Required work> Your job is to return every line of the listing holding the string "building".

Records>
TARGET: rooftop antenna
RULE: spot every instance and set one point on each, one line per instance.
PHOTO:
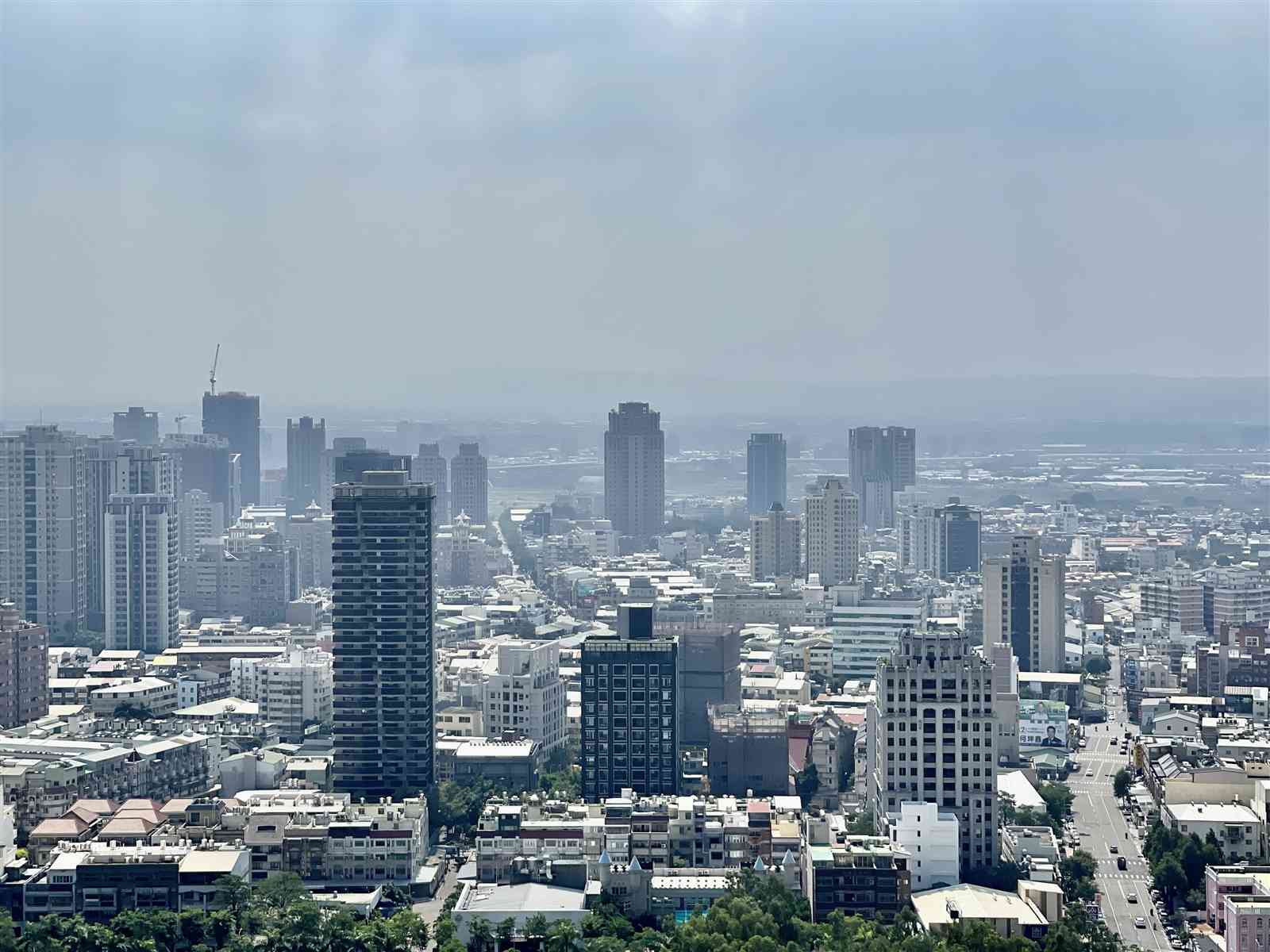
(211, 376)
...
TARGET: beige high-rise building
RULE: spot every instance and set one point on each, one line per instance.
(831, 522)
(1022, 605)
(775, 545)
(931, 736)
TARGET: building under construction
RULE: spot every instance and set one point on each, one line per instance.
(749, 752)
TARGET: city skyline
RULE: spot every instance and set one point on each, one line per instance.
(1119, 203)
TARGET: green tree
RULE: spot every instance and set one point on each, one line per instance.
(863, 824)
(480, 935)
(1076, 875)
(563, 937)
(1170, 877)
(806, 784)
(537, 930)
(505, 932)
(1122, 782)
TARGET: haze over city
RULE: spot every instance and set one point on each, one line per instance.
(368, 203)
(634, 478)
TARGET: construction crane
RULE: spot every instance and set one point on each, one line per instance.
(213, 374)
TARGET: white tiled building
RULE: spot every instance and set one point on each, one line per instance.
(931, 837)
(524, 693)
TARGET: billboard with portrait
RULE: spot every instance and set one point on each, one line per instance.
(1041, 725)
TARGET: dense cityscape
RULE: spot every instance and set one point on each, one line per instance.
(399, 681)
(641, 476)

Finished task>
TARGET: beige high-rise building
TARGET: building under construction
TARGET: white tiled building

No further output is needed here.